• GOAL A: What date does the Form 8-K cover page give for the earliest event reported?
• GOAL B: Duplicate the stretch of the Form 8-K cover page from "Check the appropriate" through "(17 CFR 230.425)".
>> Begin EXCERPT
UNITED STATES

SECURITIES AND EXCHANGE COMMISSION

Washington, D.C. 20549

 


 

FORM 8-K

 

CURRENT REPORT

Pursuant to Section 13 or 15(d) of the Securities Exchange Act of 1934

 

Date of Report (Date of earliest event reported): August 9, 2010

 

 

SRS LABS, INC.

(Exact Name of registrant as specified in its charter)

 

Delaware

 

0-21123

 

33-0714264

(State or other jurisdiction of
incorporation)

 

(Commission File Number)

 

(IRS Employer
Identification No.)

 

2909 Daimler Street

Santa Ana, California

 

92705

(Address of principal executive offices)

 

(Zip Code)

 

Registrant’s telephone number, including area code: (949) 442-1070

 

Not Applicable

(Former name or former address, if changed since last report)

 

Check the appropriate box below if the Form 8-K filing is intended to simultaneously satisfy the filing obligation of the registrant under any of the following provisions:

 

o     Written communications pursuant to Rule 425 under the Securities Act (17 CFR 230.425)
>> End EXCERPT
>> Begin GIVEN ENTRIES
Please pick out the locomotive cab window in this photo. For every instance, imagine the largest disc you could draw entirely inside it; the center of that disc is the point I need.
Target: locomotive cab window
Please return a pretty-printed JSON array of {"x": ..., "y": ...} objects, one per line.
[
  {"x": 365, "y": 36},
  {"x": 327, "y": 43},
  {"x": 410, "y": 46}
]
>> End GIVEN ENTRIES
• CORRECT RESULT A: August 9, 2010

• CORRECT RESULT B:
Check the appropriate box below if the Form 8-K filing is intended to simultaneously satisfy the filing obligation of the registrant under any of the following provisions:

 

o     Written communications pursuant to Rule 425 under the Securities Act (17 CFR 230.425)